Prompt
What is needed is an exact copy of the records below, without the pictures.

Entries taken from a collection:
:::
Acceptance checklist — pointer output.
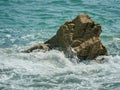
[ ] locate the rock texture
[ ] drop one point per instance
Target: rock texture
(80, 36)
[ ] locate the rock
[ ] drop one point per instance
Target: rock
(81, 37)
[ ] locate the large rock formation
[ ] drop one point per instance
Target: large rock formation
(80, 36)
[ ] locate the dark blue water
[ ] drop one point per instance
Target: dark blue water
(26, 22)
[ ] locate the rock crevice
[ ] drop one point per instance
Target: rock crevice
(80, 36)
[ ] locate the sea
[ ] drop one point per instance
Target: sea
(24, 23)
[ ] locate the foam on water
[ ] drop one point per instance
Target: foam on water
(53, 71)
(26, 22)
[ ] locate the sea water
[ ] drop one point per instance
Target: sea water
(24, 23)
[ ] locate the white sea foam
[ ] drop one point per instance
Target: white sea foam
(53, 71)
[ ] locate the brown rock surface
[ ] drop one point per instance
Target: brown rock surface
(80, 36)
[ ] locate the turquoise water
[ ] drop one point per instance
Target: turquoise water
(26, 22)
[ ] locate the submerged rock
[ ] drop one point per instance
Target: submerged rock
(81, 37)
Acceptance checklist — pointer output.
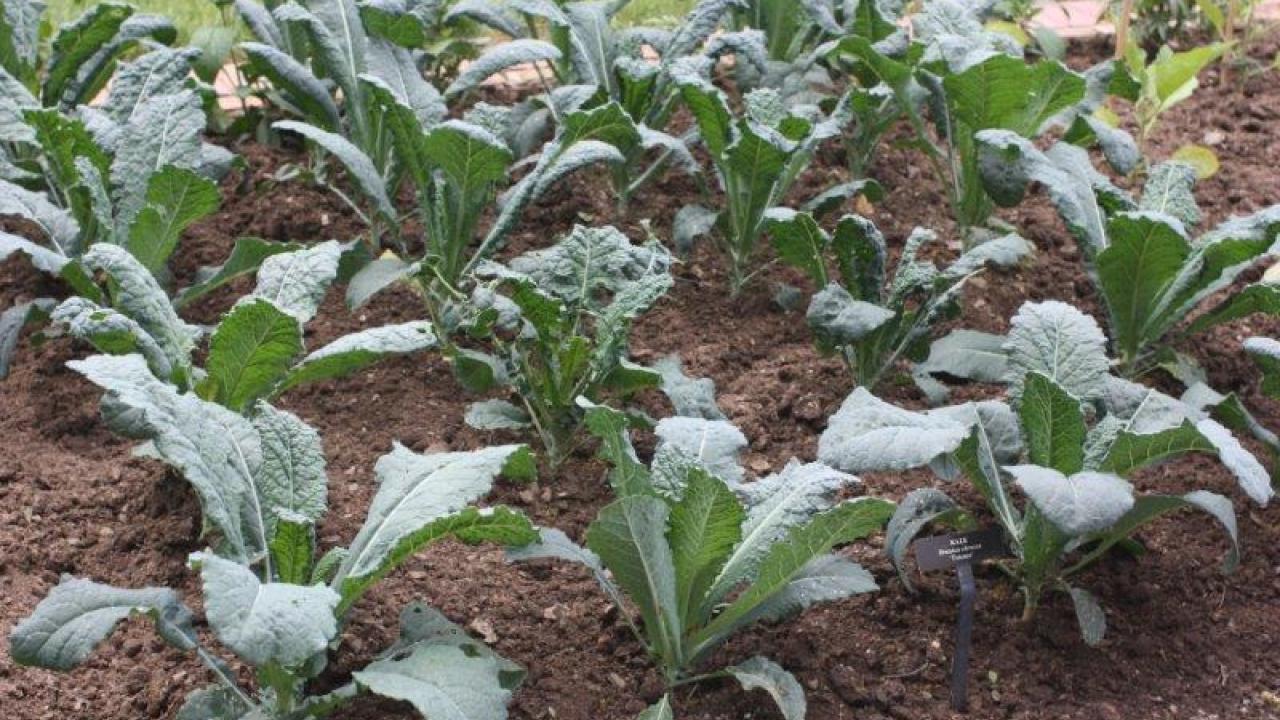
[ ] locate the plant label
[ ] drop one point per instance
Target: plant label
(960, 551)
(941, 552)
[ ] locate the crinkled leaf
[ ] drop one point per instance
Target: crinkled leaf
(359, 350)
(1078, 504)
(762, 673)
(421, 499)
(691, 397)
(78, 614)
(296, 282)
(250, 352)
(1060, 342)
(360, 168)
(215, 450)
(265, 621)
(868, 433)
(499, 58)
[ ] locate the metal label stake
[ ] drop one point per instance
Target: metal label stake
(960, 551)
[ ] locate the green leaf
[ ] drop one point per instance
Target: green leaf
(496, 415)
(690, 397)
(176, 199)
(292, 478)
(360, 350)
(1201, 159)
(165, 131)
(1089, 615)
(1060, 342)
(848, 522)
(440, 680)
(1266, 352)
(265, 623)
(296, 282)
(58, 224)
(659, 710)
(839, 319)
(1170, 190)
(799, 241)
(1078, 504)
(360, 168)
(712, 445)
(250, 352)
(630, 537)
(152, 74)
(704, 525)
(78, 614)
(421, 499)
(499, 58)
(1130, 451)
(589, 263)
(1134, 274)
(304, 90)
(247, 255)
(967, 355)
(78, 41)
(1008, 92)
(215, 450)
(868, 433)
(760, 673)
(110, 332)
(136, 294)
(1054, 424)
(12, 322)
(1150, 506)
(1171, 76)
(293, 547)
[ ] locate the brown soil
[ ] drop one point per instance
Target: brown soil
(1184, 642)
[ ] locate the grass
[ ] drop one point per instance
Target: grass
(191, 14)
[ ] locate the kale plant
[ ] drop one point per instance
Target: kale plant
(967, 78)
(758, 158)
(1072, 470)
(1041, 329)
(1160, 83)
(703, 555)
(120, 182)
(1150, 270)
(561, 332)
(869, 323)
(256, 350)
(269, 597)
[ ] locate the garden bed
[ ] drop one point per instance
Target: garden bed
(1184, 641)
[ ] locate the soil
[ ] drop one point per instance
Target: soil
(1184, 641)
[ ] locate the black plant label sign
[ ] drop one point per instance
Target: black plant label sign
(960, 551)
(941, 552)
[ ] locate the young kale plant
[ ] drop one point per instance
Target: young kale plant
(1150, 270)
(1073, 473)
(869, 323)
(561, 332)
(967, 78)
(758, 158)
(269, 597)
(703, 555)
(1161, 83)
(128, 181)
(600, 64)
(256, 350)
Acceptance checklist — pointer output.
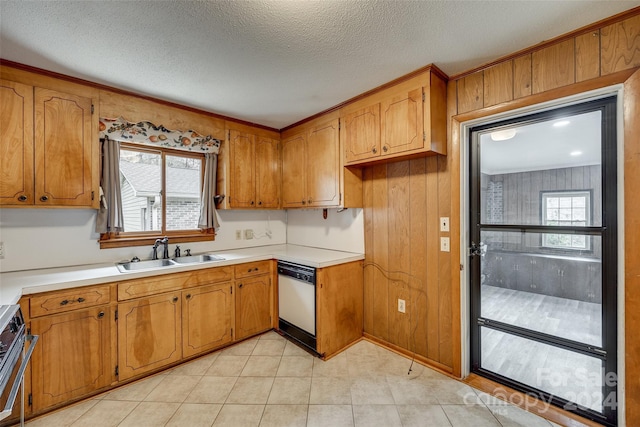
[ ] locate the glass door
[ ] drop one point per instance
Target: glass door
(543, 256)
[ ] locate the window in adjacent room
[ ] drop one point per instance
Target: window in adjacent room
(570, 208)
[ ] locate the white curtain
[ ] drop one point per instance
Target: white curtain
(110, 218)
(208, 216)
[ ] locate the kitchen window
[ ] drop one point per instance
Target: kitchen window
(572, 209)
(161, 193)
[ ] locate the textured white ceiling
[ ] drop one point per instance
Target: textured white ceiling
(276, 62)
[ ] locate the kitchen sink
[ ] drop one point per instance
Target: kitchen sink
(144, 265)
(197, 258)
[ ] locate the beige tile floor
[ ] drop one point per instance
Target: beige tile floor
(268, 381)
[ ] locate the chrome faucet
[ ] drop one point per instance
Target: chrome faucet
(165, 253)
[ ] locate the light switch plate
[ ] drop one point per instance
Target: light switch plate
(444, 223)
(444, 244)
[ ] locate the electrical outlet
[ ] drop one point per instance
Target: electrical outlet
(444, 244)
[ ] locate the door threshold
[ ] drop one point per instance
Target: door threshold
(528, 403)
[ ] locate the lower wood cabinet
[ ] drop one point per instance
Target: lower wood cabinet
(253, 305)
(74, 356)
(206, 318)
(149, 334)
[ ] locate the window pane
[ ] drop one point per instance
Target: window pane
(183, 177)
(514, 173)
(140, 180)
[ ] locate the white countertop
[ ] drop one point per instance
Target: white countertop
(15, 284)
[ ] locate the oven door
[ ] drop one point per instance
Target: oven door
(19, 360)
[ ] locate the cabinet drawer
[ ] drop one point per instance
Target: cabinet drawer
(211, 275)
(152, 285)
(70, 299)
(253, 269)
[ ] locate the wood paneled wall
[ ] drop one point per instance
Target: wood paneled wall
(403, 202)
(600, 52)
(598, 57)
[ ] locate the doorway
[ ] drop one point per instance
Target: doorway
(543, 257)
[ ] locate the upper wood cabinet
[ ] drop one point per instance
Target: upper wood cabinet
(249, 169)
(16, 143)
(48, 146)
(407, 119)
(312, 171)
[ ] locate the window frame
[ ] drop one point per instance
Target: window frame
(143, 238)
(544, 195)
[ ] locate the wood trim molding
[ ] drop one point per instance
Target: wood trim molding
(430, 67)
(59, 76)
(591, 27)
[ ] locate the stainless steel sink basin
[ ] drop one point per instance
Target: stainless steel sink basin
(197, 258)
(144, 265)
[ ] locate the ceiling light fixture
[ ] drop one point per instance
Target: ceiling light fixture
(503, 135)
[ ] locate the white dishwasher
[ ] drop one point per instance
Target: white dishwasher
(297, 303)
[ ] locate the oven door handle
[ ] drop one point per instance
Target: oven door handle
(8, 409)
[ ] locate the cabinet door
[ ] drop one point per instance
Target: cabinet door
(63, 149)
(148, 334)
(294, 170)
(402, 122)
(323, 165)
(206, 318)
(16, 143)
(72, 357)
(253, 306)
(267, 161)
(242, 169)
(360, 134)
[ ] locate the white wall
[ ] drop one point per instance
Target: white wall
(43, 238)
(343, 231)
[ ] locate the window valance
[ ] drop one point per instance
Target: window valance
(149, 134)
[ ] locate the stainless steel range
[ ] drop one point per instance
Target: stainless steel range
:::
Written reply
Acceptance checklist — pointer output.
[ ] locate the rock texture
[ ] drop one point per instance
Target: rock texture
(80, 36)
[ ] locate the rock
[ ] drop one point per instance
Target: rock
(81, 37)
[ ] locate the large rock formation
[ ] drop one point per instance
Target: large rock formation
(80, 36)
[ ] locate the dark blue water
[ ] drop one point per instance
Target: dark blue water
(26, 22)
[ ] locate the rock crevice
[ ] drop one point per instance
Target: rock crevice
(80, 36)
[ ] locate the sea
[ ] drop one point per instance
Target: sea
(24, 23)
[ ] locate the foam on water
[ ] drop one point per instance
Target: foam on water
(53, 71)
(26, 22)
[ ] locate the sea water
[ ] drop one point per instance
Target: sea water
(24, 23)
[ ] locate the white sea foam
[ ] drop one point per instance
Target: white sea foam
(53, 71)
[ ] locate the brown rock surface
[ ] drop one point per instance
Target: brown rock surface
(80, 36)
[ ] locate the turquoise water
[ ] drop one point per instance
Target: turquoise water
(26, 22)
[ ] locate the submerged rock
[ ] drop one point per instance
Target: submerged rock
(81, 37)
Acceptance checklist — pointer output.
[ ] locate the plant label
[ ] drop one point per instance
Target: plant label
(960, 551)
(941, 552)
[ ] locate the crinkled leaf
[ ] drop one point per instance
Target: crinkled leaf
(359, 350)
(1078, 504)
(762, 673)
(421, 499)
(691, 397)
(78, 614)
(296, 282)
(250, 352)
(1060, 342)
(360, 168)
(215, 450)
(265, 621)
(868, 433)
(499, 58)
[ ] locate the metal label stake
[ ] drop one point per instance
Target: metal label stake
(960, 551)
[ ] locate the green leaf
[ ] drop one point per instance
Target: green leaf
(496, 415)
(690, 397)
(176, 199)
(292, 478)
(360, 350)
(1201, 159)
(165, 131)
(1089, 615)
(1060, 342)
(848, 522)
(440, 680)
(1266, 352)
(265, 623)
(296, 282)
(58, 224)
(659, 710)
(839, 319)
(1170, 190)
(799, 241)
(1078, 504)
(360, 168)
(712, 445)
(250, 352)
(630, 537)
(152, 74)
(704, 525)
(78, 614)
(421, 499)
(499, 58)
(1130, 451)
(589, 263)
(1134, 274)
(304, 90)
(247, 255)
(967, 355)
(78, 41)
(1008, 92)
(215, 450)
(868, 433)
(760, 673)
(110, 332)
(136, 294)
(1054, 424)
(12, 322)
(1150, 506)
(1171, 76)
(293, 547)
[ ] locate the brown soil
[ ] drop one point per instance
Target: brown soil
(1184, 642)
[ ] locate the grass
[ ] drop one point per instance
Target: grass
(191, 14)
[ ] locate the kale plant
[ ] drop one point per instance
Target: kale plant
(967, 78)
(758, 158)
(1072, 470)
(1041, 329)
(1160, 83)
(703, 555)
(120, 182)
(1150, 270)
(561, 332)
(869, 323)
(256, 350)
(269, 597)
[ ] locate the garden bed
[ ] drop one point per instance
Target: garden bed
(1184, 641)
[ ] locate the soil
[ ] drop one point per instance
Target: soil
(1184, 641)
[ ] locate the black plant label sign
[ ] drop one point per instance
Target: black plant label sign
(960, 551)
(941, 552)
[ ] locate the young kale plant
[ ] drop one point per instance
Target: young kale plant
(1150, 270)
(1073, 473)
(869, 323)
(561, 332)
(967, 78)
(758, 158)
(269, 597)
(703, 555)
(1161, 83)
(128, 181)
(600, 64)
(256, 350)
Acceptance checklist — pointer output.
[ ] locate the glass door
[ ] drop one point per instance
Target: glass door
(543, 256)
[ ] locate the window in adjacent room
[ ] drop one point per instance
Target: window in adjacent room
(570, 208)
[ ] locate the white curtain
[ ] drop one point per instance
Target: white curtain
(110, 218)
(208, 216)
[ ] locate the kitchen window
[ ] drop one point per instance
Target: kitchen window
(572, 209)
(161, 193)
[ ] locate the textured white ceiling
[ ] drop one point per instance
Target: textured white ceiling
(276, 62)
[ ] locate the kitchen sink
[ ] drop one point per instance
Target: kitchen sink
(144, 265)
(197, 258)
[ ] locate the beige tile floor
[ ] drop one point per instance
Target: beige tile floor
(268, 381)
[ ] locate the chrome faucet
[ ] drop one point per instance
Target: chrome faucet
(165, 253)
[ ] locate the light switch plate
[ ] drop one point per instance
Target: light switch plate
(444, 223)
(444, 244)
[ ] locate the electrical outlet
[ ] drop one point per instance
Target: electrical outlet
(444, 244)
[ ] locate the door threshold
[ ] drop one point per instance
Target: door threshold
(528, 403)
[ ] locate the lower wood cabinet
[ ] drop one point per instance
Target: lower wood cabinet
(253, 305)
(74, 356)
(206, 318)
(149, 334)
[ ] locate the window pane
[ ] drop one point per instance
Target: window pane
(183, 177)
(514, 173)
(140, 180)
[ ] locate the white countertop
[ ] drop one point per instance
Target: white countertop
(15, 284)
[ ] locate the oven door
[ ] drop one point per instance
Target: oven door
(19, 360)
[ ] locate the cabinet drawer
[ ] drop one point per instance
Target: cabinet drawer
(211, 275)
(152, 285)
(70, 299)
(253, 269)
[ ] locate the wood paneled wall
[ ] drop one point per instance
Target: wood paneled wall
(403, 202)
(600, 52)
(598, 57)
[ ] locate the doorway
[ ] drop one point per instance
Target: doorway
(543, 257)
[ ] locate the upper wood cabinet
[ ] drop one point per instance
Target: upper wood cabinet
(249, 169)
(16, 143)
(48, 146)
(407, 119)
(312, 171)
[ ] locate the window frame
[ ] drop one point per instance
Target: window frame
(143, 238)
(544, 195)
[ ] locate the wood trim molding
[ ] drop one point per instance
Target: wood trim molding
(430, 67)
(59, 76)
(591, 27)
[ ] locate the stainless steel sink basin
[ ] drop one point per instance
Target: stainless steel sink basin
(197, 258)
(144, 265)
[ ] locate the ceiling light fixture
[ ] drop one point per instance
Target: ceiling light fixture
(503, 135)
[ ] locate the white dishwasher
[ ] drop one point per instance
Target: white dishwasher
(297, 303)
[ ] locate the oven door handle
[ ] drop one point per instance
Target: oven door handle
(8, 409)
[ ] locate the cabinet door
[ ] drop one point per instance
Target: cabinet door
(63, 149)
(148, 334)
(294, 170)
(402, 122)
(323, 165)
(206, 318)
(16, 143)
(72, 357)
(253, 306)
(267, 161)
(242, 169)
(360, 134)
[ ] locate the white wall
[ ] drop one point per instance
Target: white wall
(43, 238)
(343, 231)
[ ] locate the window valance
[ ] drop one point per instance
Target: window valance
(149, 134)
[ ] locate the stainless steel range
[ ] drop one point per instance
Target: stainless steel range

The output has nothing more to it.